• [What needs to be done] Output every line exactly as written. Leave out pictures.

▬▬▬▬▬▬▬▬▬▬

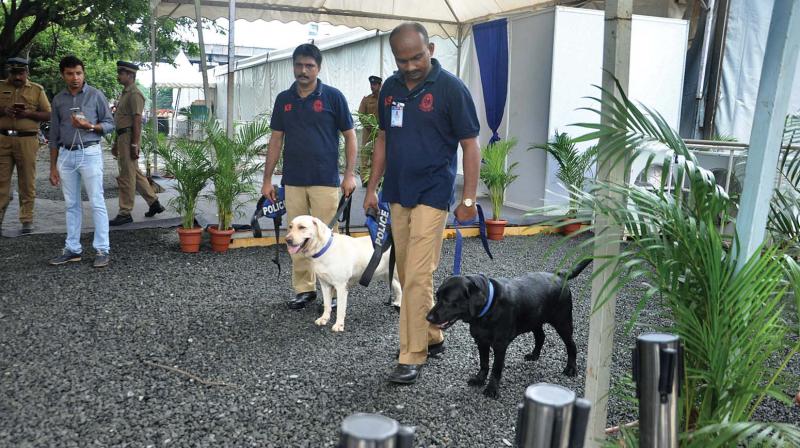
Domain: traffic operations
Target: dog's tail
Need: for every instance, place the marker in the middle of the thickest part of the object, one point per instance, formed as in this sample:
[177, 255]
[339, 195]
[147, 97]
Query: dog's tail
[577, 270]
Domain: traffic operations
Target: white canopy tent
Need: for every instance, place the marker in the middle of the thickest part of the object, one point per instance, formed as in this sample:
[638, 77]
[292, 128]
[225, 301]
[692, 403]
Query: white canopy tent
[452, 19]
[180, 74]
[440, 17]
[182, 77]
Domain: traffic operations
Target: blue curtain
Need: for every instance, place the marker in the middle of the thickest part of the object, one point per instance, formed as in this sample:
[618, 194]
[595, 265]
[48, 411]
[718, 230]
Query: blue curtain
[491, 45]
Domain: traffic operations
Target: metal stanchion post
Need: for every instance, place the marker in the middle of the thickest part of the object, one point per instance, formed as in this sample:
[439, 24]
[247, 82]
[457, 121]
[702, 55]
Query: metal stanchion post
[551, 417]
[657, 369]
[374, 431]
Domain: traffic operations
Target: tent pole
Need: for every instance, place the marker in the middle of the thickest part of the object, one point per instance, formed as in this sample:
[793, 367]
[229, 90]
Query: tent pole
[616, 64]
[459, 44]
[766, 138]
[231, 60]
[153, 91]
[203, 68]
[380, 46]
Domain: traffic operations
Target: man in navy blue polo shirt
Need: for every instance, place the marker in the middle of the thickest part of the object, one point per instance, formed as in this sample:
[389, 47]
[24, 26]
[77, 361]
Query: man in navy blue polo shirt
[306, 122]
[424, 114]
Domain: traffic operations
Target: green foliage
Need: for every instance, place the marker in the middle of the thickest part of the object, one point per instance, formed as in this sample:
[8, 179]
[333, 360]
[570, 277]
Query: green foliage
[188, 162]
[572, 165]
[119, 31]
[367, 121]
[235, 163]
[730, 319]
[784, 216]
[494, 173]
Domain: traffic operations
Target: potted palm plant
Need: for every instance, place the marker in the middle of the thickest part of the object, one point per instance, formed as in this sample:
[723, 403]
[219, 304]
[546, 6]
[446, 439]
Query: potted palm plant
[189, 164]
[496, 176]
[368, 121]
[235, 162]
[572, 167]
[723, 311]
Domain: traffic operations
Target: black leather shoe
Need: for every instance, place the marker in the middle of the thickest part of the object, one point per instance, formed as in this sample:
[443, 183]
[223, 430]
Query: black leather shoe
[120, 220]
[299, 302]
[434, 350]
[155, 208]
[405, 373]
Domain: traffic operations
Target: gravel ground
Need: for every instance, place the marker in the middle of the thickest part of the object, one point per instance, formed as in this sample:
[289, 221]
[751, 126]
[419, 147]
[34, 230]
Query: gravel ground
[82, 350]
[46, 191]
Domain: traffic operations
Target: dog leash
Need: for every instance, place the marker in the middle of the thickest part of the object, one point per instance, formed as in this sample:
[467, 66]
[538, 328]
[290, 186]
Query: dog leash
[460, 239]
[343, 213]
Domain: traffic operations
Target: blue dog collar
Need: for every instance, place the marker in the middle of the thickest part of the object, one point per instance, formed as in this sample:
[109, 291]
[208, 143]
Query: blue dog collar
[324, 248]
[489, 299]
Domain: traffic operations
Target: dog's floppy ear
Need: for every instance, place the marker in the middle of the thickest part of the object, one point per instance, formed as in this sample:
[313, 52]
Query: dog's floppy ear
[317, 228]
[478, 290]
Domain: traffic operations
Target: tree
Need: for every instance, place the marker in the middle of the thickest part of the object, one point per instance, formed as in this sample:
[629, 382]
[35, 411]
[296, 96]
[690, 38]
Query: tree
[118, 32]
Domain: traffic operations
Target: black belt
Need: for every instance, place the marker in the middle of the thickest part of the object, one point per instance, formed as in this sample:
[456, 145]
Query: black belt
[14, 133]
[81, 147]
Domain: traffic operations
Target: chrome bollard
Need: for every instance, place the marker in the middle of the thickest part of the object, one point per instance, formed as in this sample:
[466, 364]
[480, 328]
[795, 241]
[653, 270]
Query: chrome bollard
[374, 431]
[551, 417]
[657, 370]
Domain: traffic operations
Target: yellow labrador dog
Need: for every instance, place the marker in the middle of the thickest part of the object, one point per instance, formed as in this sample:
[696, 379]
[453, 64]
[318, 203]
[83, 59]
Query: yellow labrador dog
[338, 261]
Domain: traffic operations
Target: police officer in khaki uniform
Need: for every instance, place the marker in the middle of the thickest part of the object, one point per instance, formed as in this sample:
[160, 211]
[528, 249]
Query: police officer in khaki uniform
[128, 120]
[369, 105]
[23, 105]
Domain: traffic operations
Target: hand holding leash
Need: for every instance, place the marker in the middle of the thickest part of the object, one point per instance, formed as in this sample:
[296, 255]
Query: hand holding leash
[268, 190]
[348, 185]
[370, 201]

▬▬▬▬▬▬▬▬▬▬

• [Output]
Domain: traffic operations
Target: dog's tail
Need: for every instance, place the marker in the middle of the thickest part of the object, one point per instance, formed as in this sample:
[177, 255]
[339, 195]
[147, 97]
Query: dog's tail
[577, 270]
Domain: traffic operations
Target: white canopy tent
Need: for every instance, place the marker in the middle of the thickest part of the object, one point per instance, formed as in this sample:
[638, 77]
[292, 128]
[225, 301]
[692, 403]
Query: white canopy tent
[452, 19]
[180, 74]
[440, 17]
[182, 77]
Domain: traffic operations
Target: blue curtain
Need: for every instance, place the marker in the middle of the thickest part of the object, one point per instance, formed as in this sample:
[618, 194]
[595, 265]
[48, 411]
[718, 230]
Query: blue curtain
[491, 45]
Domain: traffic operations
Target: metal stanchion post
Need: for every instance, place the marker in the middle of the thickest part of the object, one point per instance, formed as in this sample:
[439, 24]
[247, 82]
[457, 121]
[702, 55]
Query: metal stanchion post
[551, 417]
[657, 369]
[374, 431]
Domain: traffic operations
Target: tent pole
Need: for every instance, place the marker in the middle of the thickest part of the object, one point per instance, formed as in this sample:
[793, 367]
[229, 90]
Query: tent pole
[616, 64]
[459, 44]
[766, 138]
[231, 60]
[153, 91]
[203, 68]
[380, 46]
Domain: traffic operations
Target: man in navy blue polo shirt
Need: for every instance, place the marker in the middle of the thickest part of the object, one point per instance, formed as in this sample:
[389, 47]
[24, 26]
[77, 361]
Query: man in navy blue polo shirt
[306, 122]
[424, 114]
Domain: traffic operations
Target: green foliage
Need: for every instance, place the marker in the middle of the thickest part of the object, one point per instance, formed as in this sample:
[8, 179]
[333, 360]
[570, 277]
Query: green foliage
[188, 162]
[572, 165]
[119, 31]
[367, 121]
[235, 163]
[730, 319]
[784, 216]
[494, 173]
Domain: traffic operations
Target: potted palm plant
Need: for every instance, place the marker in the middle of the thickest part of the object, one point per instance, formed as in this sample:
[723, 403]
[219, 304]
[546, 6]
[446, 439]
Query: potted palm plant
[189, 164]
[496, 176]
[368, 121]
[235, 162]
[572, 167]
[723, 311]
Domain: traffic operations
Target: black leather shoe
Need: for every instance, place the marker in the middle of the thickest part of the object, one point per instance, formed as in this sample:
[443, 183]
[223, 430]
Query: black leather shoe
[120, 220]
[299, 302]
[434, 350]
[155, 208]
[405, 373]
Domain: traffic operations
Target: gravel ground
Need: for every instance, place the marker in the middle of the thickest part of the object, one point per instance, formed as in this sample:
[289, 221]
[751, 126]
[419, 147]
[34, 230]
Query: gravel ground
[82, 350]
[46, 191]
Domain: traffic operations
Target: dog leash
Need: for every instance, place the marker in the middle of the thickest part of the object, one point per instance, formed as in this sample:
[467, 66]
[538, 328]
[290, 186]
Query: dog leash
[460, 239]
[343, 213]
Domain: traffic operations
Target: blue dog collar
Need: for every instance, place the marker in the middle of the thickest part of the object, one point per instance, formed as in this sample:
[109, 291]
[208, 143]
Query: blue dog collar
[324, 248]
[489, 299]
Domain: traffic operations
Target: dog's floppy ear
Need: for every instance, place the marker in the middle of the thickest part of the object, one point per instance, formed as in this sample:
[313, 52]
Query: dog's floppy ear
[317, 228]
[478, 290]
Domain: traffic operations
Target: tree
Need: for every instance, place the marker in the middle of the thickest part of the object, one point per instance, formed as in this sample:
[629, 382]
[35, 411]
[296, 96]
[690, 38]
Query: tree
[118, 32]
Domain: traffic operations
Target: black belt
Need: for every instance, place the marker in the middle of the thickest part of the object, one point per instance, formed as in this sample:
[456, 145]
Query: black belt
[14, 133]
[81, 147]
Domain: traffic operations
Target: chrome bollard
Need: for every instance, place the marker in the middle of the thickest part of the object, one point per instance, formed as in this sample:
[466, 364]
[480, 328]
[795, 241]
[653, 270]
Query: chrome bollard
[374, 431]
[551, 417]
[657, 370]
Domain: traffic operations
Target: yellow labrador dog
Need: for every instance, place the marker in the middle of the thickest part of the object, one point per instance, formed as in this sample:
[696, 379]
[453, 64]
[318, 203]
[83, 59]
Query: yellow labrador dog
[338, 261]
Domain: traffic operations
Target: police officer in khaki uniform
Need: for every instance, place the marker in the middle of the thickest part of the object, one point per instance, formed as in this sample:
[160, 211]
[528, 249]
Query: police officer in khaki uniform
[128, 120]
[369, 105]
[23, 105]
Domain: traffic operations
Target: hand holding leash
Need: for every instance, place the marker in the middle of the thickest part of the object, one point per instance, formed as in this sample:
[296, 255]
Query: hand holding leash
[268, 190]
[348, 185]
[370, 201]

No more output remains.